__Work instruction__: A complete answer lists every line of the material where the string "tinted" occurs.

__Records shown__:
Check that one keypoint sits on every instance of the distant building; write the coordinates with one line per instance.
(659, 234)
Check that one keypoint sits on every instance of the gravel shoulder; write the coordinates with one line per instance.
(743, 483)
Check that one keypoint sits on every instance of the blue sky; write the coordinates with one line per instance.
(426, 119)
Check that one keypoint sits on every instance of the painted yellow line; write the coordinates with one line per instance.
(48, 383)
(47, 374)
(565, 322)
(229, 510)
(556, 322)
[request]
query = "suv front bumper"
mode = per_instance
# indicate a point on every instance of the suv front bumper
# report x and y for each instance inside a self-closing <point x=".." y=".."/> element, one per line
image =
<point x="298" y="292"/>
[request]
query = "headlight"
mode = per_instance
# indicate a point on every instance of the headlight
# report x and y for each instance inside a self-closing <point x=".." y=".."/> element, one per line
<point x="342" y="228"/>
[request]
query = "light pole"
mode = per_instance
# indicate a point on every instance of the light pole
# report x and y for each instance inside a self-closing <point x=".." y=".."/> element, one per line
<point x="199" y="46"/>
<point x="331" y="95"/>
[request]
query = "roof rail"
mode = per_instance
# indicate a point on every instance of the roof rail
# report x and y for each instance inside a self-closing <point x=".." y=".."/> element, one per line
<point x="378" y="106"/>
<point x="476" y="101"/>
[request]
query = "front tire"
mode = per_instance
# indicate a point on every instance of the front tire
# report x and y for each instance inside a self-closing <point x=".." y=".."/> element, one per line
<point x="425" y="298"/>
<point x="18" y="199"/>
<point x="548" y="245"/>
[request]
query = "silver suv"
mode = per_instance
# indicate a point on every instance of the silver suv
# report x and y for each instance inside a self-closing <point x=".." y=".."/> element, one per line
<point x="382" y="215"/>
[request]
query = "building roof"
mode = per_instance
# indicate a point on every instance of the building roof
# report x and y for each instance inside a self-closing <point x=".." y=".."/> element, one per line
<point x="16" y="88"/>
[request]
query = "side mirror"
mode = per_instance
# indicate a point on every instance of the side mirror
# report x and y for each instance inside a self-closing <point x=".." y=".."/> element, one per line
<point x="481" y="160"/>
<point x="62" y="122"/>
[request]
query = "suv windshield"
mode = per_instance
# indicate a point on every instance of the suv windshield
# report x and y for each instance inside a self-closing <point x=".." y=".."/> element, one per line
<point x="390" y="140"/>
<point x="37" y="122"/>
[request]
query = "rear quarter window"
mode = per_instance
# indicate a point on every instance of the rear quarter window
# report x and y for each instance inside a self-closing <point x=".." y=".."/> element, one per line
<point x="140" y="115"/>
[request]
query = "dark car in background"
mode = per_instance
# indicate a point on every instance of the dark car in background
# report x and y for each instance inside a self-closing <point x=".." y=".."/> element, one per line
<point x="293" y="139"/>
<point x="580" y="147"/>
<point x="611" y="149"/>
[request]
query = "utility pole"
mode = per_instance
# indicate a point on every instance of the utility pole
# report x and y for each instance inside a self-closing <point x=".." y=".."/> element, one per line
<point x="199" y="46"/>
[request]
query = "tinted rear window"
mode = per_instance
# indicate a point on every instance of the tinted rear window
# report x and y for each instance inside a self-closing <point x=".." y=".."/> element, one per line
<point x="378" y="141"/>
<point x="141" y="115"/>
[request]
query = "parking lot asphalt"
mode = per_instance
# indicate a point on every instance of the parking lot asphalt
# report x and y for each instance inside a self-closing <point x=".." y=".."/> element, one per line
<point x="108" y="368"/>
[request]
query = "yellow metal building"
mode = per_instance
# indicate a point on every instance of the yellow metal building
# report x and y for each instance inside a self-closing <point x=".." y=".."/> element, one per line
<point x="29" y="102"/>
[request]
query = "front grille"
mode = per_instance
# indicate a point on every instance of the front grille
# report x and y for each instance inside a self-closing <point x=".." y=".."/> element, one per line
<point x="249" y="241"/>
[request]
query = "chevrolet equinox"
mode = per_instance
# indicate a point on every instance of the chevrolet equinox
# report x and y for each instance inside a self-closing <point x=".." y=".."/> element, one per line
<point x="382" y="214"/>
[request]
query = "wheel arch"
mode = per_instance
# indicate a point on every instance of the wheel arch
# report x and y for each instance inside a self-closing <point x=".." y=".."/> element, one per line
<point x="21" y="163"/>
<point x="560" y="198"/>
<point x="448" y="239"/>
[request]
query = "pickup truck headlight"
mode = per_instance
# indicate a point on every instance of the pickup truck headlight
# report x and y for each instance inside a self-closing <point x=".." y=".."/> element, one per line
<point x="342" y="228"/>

__Answer below__:
query = "tinted rear window"
# indicate a point on every instance of the tinted rear window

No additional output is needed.